§ **Testo in esame**:
########
Conte a rapporto dagli Usa. Le strigliate su Cina e 5G

L'emissario di Trump a Palazzo Chigi: "Attenti agli scopi strategici di Pechino in Italia". La contropartita libica

Conte a rapporto dagli Usa. Le strigliate su Cina e 5G

Da una parte c'è il «bastone». E si chiama Cina. Dall'altra una carota che dovremo riconquistarci sul fronte libico. I due temi - fondamentali per Roma e per Washington, ma su cui siamo noi ad aver più da perdere - sono stati al centro dell'«ispezione» romana di Mike Pompeo. Un'«ispezione» iniziata durante i colloqui con il presidente del Consiglio Giuseppe Conte e proseguita nel faccia a faccia con un ministro degli Esteri Luigi Di Maio uomo di punta di quei 5 Stelle da cui dipendono le sorti del capo del governo. In entrambi gli incontri Mike Pompeo è partito dal bastone. Al presidente del Consiglio ha chiesto di «fare attenzione alla privacy dei suoi cittadini» minacciata da un 5G al servizio di Pechino. Al ministro degli Esteri ha ricordato che «il Partito comunista cinese sta cercando di sfruttare la propria presenza in Italia per scopi strategici» e non certo «per fare partenariati sinceri». Sul fronte libico non ha esitato a rivendicare «lo sforzo diplomatico enorme» per «raggiungere un cessate il fuoco». Come dire se l'Italia tornerà in gioco lo dovrà anche a noi.
########
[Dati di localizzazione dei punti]
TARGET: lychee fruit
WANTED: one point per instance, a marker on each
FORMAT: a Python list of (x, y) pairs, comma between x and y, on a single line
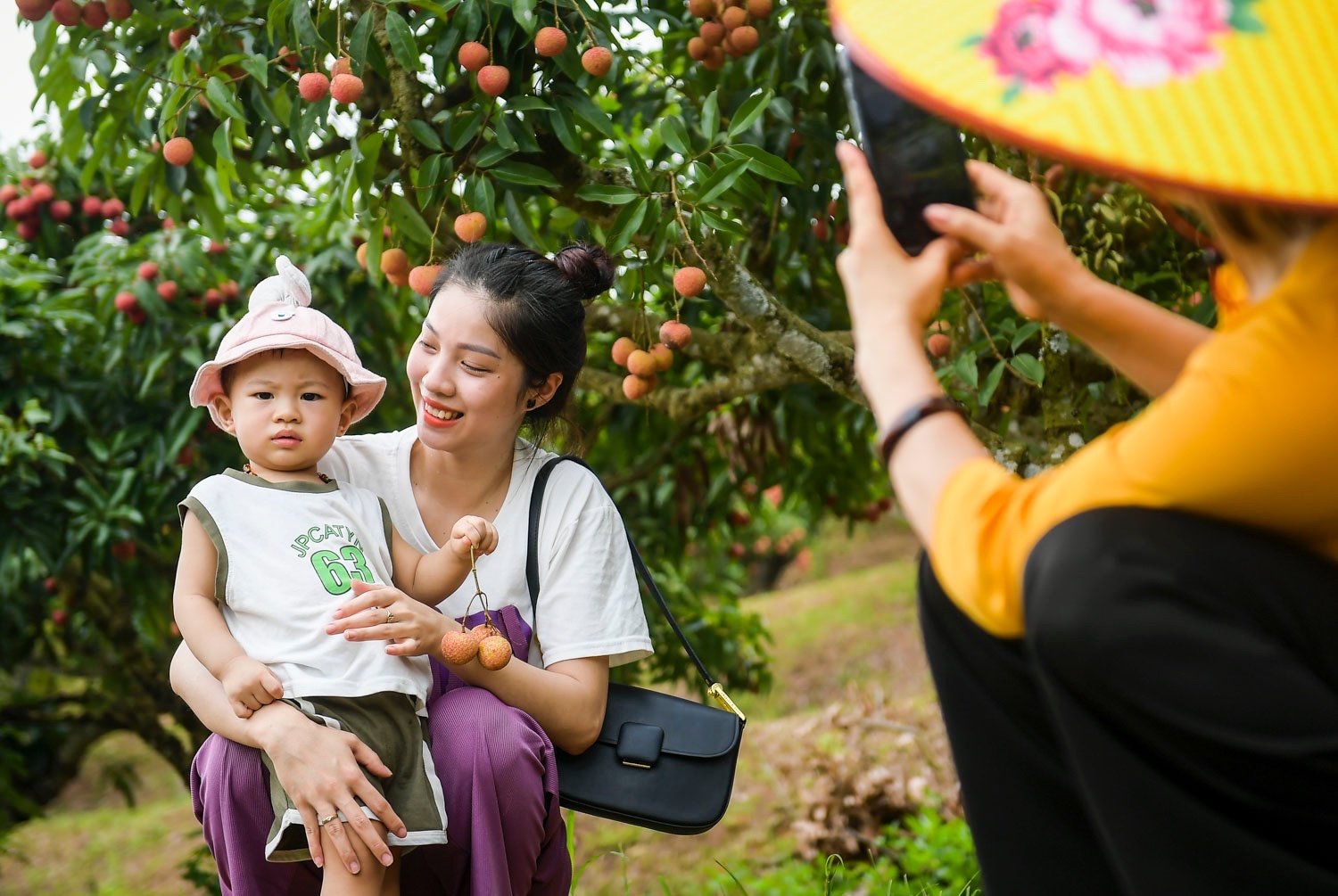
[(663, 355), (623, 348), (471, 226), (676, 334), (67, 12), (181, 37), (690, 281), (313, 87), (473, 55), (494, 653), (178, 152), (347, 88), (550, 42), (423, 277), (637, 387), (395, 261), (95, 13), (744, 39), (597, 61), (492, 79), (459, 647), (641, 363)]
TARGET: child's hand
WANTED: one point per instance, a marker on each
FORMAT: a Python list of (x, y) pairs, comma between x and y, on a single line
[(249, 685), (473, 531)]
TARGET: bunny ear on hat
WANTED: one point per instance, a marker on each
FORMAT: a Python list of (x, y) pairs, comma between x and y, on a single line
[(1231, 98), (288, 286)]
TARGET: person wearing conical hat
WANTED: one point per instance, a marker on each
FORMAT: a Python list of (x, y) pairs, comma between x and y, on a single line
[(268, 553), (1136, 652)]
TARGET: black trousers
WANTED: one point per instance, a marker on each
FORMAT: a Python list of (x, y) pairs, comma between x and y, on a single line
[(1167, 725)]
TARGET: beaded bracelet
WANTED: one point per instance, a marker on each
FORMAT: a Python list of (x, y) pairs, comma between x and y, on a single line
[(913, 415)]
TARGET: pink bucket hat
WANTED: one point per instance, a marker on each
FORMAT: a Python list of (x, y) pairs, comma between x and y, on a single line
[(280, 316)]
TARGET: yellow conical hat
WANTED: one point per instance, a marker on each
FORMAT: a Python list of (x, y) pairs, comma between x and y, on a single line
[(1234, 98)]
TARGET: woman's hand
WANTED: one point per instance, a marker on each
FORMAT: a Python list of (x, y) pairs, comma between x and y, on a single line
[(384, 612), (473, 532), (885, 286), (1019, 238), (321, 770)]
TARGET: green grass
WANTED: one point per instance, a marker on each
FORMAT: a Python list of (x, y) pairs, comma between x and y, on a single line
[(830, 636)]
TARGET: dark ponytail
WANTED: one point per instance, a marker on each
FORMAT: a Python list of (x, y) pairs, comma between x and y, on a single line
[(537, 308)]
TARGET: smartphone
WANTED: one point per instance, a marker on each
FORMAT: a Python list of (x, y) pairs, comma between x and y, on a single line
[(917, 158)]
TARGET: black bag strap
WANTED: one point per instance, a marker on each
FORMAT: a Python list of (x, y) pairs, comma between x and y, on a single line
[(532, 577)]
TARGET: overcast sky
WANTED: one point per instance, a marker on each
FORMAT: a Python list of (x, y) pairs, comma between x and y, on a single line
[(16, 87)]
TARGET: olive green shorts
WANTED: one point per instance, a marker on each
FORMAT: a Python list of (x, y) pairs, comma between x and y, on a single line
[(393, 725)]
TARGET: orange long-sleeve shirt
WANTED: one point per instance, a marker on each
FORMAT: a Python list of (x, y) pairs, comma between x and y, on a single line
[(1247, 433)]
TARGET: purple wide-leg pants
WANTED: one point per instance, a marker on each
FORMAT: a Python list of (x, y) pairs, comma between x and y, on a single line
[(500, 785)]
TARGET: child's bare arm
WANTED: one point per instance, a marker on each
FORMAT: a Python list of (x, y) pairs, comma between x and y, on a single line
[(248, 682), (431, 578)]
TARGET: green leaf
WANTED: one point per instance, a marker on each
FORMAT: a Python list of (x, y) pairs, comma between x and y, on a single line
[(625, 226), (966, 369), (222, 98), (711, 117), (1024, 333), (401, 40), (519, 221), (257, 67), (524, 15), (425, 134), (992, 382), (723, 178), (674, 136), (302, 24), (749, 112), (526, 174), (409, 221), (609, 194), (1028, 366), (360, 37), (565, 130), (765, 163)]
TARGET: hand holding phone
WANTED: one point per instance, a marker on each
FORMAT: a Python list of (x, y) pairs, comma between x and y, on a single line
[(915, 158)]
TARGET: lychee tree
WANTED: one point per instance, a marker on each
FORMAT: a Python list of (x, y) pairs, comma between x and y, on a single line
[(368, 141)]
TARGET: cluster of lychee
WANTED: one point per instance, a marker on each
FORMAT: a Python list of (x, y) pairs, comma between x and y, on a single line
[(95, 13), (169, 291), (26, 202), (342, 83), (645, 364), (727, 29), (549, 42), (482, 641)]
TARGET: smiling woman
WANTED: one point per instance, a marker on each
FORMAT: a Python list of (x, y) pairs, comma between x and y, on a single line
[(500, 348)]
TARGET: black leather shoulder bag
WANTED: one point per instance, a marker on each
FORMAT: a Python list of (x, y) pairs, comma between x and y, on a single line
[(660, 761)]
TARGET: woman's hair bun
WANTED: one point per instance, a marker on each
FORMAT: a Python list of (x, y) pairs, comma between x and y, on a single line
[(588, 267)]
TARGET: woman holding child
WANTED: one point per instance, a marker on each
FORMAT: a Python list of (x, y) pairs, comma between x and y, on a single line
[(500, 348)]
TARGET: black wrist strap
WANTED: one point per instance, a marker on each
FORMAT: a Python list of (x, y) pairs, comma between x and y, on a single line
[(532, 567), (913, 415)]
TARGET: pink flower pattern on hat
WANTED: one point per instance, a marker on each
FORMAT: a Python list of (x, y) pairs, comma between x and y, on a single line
########
§ **Elenco attività**:
• 1. Nell'articolo sulla visita romana di Mike Pompeo, che cosa chiede Pompeo al presidente del Consiglio?
• 2. Prosegui l'articolo sulla visita romana di Mike Pompeo a partire dall'ultima frase riportata.

§ **Risposte alle attività**:
• 1. Di fare attenzione alla privacy dei suoi cittadini, minacciata da un 5G al servizio di Pechino.

• 2.
Ma il tema più scottante è quello della presenza cinese all'interno delle infrastrutture del 5G. Un tema su cui Pompeo non parla solo per conto di un'amministrazione Trump prossima al cruciale giro di boa delle Presidenziali, ma a nome del ben più solido e duraturo complesso militare e industriale americano. Quel «complesso» vede come una serpe in seno la presenza di Huawei all'interno del 5G italiano e pretende garanzie assolute sulle misure adottate per preservare la sicurezza di una rete da cui transiteranno dati e progetti strategici che non devono assolutamente finire in Cina. Non a caso Di Maio sottolinea come il governo abbia varato una «normativa considerata virtuosa dalla stessa Unione Europea» in base alla quale tutti contratti e intese sul G5 sono «sottoposte a scrutinio da parte del gruppo del golden power istituito presso la presidenza del Consiglio».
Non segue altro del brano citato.